### Entries shown
^^^^^^^^^^^^^^^^

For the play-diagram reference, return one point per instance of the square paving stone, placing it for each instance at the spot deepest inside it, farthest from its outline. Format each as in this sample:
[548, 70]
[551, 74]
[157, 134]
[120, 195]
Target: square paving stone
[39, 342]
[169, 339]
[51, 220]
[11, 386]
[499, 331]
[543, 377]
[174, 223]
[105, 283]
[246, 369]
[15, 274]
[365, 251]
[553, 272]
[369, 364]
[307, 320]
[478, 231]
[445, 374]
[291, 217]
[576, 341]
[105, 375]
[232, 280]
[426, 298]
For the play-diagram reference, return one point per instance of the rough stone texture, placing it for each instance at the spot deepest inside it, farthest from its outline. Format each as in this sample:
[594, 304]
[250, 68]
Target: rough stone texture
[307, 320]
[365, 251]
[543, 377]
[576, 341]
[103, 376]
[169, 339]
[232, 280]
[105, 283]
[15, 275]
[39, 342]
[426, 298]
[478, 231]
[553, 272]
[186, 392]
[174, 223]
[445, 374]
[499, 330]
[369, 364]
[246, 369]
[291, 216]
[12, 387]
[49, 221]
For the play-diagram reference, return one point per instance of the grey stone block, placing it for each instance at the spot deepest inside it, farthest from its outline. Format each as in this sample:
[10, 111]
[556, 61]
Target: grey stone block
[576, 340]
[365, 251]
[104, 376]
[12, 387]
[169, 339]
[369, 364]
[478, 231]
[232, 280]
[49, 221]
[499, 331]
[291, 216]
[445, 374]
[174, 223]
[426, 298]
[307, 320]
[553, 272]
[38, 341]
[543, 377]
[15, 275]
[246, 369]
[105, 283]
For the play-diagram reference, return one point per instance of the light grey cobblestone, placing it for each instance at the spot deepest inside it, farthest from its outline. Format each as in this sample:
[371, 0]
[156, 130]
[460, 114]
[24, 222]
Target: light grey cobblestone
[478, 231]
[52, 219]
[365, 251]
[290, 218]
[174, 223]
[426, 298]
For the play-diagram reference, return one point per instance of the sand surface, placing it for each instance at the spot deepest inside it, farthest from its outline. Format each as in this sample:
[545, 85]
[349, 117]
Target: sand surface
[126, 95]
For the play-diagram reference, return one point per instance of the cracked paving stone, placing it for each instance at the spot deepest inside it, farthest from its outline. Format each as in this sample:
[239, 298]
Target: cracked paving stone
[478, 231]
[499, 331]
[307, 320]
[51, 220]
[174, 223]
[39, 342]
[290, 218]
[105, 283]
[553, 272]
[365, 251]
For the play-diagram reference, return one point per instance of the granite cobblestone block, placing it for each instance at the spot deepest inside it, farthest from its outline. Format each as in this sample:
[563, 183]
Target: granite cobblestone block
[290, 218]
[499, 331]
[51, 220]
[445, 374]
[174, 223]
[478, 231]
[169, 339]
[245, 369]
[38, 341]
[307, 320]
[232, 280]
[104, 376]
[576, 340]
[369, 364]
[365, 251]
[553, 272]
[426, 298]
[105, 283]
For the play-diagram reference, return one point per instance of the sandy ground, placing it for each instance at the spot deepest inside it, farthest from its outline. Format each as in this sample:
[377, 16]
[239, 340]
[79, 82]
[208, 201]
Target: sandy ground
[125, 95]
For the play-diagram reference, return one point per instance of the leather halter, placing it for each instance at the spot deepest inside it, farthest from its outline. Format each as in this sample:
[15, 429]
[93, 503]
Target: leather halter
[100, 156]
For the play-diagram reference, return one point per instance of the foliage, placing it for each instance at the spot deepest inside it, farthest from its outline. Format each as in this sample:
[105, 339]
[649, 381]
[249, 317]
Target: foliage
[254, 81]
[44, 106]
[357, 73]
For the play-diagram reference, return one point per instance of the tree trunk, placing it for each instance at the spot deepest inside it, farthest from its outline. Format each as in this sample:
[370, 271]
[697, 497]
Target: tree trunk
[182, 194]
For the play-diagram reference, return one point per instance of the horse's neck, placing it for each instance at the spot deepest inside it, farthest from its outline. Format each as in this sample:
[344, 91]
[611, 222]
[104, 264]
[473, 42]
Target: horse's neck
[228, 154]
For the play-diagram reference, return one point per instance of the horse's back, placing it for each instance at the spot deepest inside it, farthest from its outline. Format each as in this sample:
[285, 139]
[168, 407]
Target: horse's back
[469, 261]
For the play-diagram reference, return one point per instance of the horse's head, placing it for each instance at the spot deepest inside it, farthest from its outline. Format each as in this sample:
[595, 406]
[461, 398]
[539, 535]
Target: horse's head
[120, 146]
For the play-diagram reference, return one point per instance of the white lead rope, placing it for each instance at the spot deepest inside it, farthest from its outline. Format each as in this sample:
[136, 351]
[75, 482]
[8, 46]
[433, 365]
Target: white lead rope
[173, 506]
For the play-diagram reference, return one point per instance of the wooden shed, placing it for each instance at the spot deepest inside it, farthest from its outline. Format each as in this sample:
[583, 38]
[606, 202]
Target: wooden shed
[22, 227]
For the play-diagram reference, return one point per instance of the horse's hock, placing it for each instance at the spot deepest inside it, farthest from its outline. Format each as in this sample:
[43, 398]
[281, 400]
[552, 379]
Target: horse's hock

^^^^^^^^^^^^^^^^

### Task goal
Extract the complete set of records unchanged.

### Complete output
For the play-diagram reference, return one point per instance of the square paving stone, placing it for each instance at the spot deepest inside it, farthest from its outline. Format each as in this sample:
[548, 70]
[551, 74]
[157, 134]
[120, 195]
Target: square paving stone
[39, 342]
[169, 339]
[51, 220]
[11, 386]
[499, 331]
[543, 377]
[174, 223]
[105, 283]
[246, 369]
[15, 274]
[365, 251]
[553, 272]
[369, 364]
[307, 320]
[478, 231]
[445, 374]
[291, 217]
[576, 341]
[105, 375]
[232, 280]
[426, 298]
For the play-diagram reference, return one point per instance of the rough stone texture, placing it for each instance at the spot deepest inside it, farthest from its outline. Format each as in this sample:
[594, 304]
[250, 68]
Target: rough stone texture
[307, 320]
[365, 251]
[543, 377]
[576, 341]
[103, 376]
[169, 339]
[232, 280]
[105, 283]
[15, 275]
[39, 342]
[426, 298]
[478, 231]
[553, 272]
[186, 392]
[174, 223]
[445, 374]
[499, 330]
[369, 364]
[246, 369]
[291, 216]
[12, 387]
[49, 221]
For the play-diagram reference, return one point per instance of the grey stone block, placing it for each instance at the spot deepest inside it, farthest from its outline. Format each as in this sample:
[10, 111]
[556, 61]
Target: grey stone block
[576, 340]
[365, 251]
[104, 376]
[12, 387]
[169, 339]
[369, 364]
[478, 231]
[232, 280]
[49, 221]
[499, 331]
[291, 216]
[445, 374]
[174, 223]
[426, 298]
[307, 320]
[553, 272]
[38, 341]
[543, 377]
[15, 275]
[246, 369]
[105, 283]
For the play-diagram reference, return one point per instance of the light grey cobblestone, placing it for each instance at the spot deepest inside it, farthest from its outline. Format each as in this sample:
[371, 0]
[156, 130]
[460, 114]
[24, 222]
Target: light grey cobblestone
[478, 231]
[52, 219]
[365, 251]
[290, 218]
[174, 223]
[426, 298]
For the play-diagram reference, return one point per instance of the sand surface, placing it for each instance at the spot deepest inside it, farthest from its outline. Format each as in this sample:
[545, 85]
[349, 117]
Target: sand surface
[126, 95]
For the play-diagram reference, return one point per instance of the cracked paving stone, placing it for each instance at the spot deepest inside it, farthest from its outline. Format each as in this sample:
[239, 298]
Target: cracked paving stone
[478, 231]
[499, 331]
[307, 320]
[51, 220]
[174, 223]
[39, 342]
[290, 218]
[105, 283]
[553, 272]
[365, 251]
For the play-diagram reference, return one point per instance of the granite cobblestone block, placing it for each instance at the spot deepest inside it, farthest from its outline. Format each as in this sample:
[563, 183]
Target: granite cobblestone block
[290, 218]
[499, 331]
[51, 220]
[445, 374]
[174, 223]
[478, 231]
[169, 339]
[245, 369]
[38, 341]
[307, 320]
[232, 280]
[104, 376]
[576, 340]
[369, 364]
[365, 251]
[553, 272]
[426, 298]
[105, 283]
For the play-diagram reference, return one point per instance of the sandy ground, placing it for each instance at the spot deepest inside it, farthest from its outline. Format each as in this sample:
[377, 16]
[239, 340]
[79, 82]
[208, 201]
Target: sandy ground
[125, 95]
For the play-diagram reference, return one point per instance of the leather halter, placing it for each instance at the spot deepest inside it, farthest from its outline. Format each as in this sample:
[15, 429]
[93, 503]
Target: leather halter
[100, 156]
For the play-diagram reference, return one point per instance of the foliage, placing it for each instance at the spot deepest inside it, farthest from its outline. Format each as in this sample:
[105, 339]
[649, 381]
[249, 317]
Target: foliage
[254, 81]
[44, 106]
[357, 73]
For the play-diagram reference, return one point per instance of the tree trunk, placing it for each instance at the spot deepest inside it, farthest from its outline. Format each as in this sample:
[370, 271]
[697, 497]
Target: tree trunk
[182, 194]
For the play-diagram reference, return one point per instance of the horse's neck, placing it for each instance at the spot deepest inside it, farthest from its outline. Format each as in this sample:
[344, 91]
[611, 222]
[104, 264]
[473, 42]
Target: horse's neck
[228, 154]
For the play-diagram reference, return one point per instance of the horse's back, placing it for each instance at the spot deepest inside it, farthest from its outline. Format each as in this sample:
[285, 139]
[168, 407]
Target: horse's back
[469, 261]
For the play-diagram reference, return one point per instance of the horse's head, placing it for each instance at the spot deepest inside it, farthest from its outline. Format each as in this sample:
[595, 406]
[461, 398]
[539, 535]
Target: horse's head
[120, 146]
For the play-diagram reference, return one point per instance of the white lead rope, placing it for each instance at the spot deepest inside it, farthest from its outline. Format each as in this sample:
[136, 351]
[75, 482]
[8, 46]
[433, 365]
Target: white lead rope
[173, 506]
For the play-diagram reference, return one point per instance of the wooden shed, placing it for each instance at the spot deepest inside it, farthest from its outline. Format each as in this sample:
[583, 38]
[606, 202]
Target: wooden shed
[22, 227]
For the play-diagram reference, return one point per instance of the horse's hock, placing it for each instance at the spot deepest inside it, farthest from its outline. Format each as in this sample:
[43, 398]
[281, 400]
[552, 379]
Target: horse's hock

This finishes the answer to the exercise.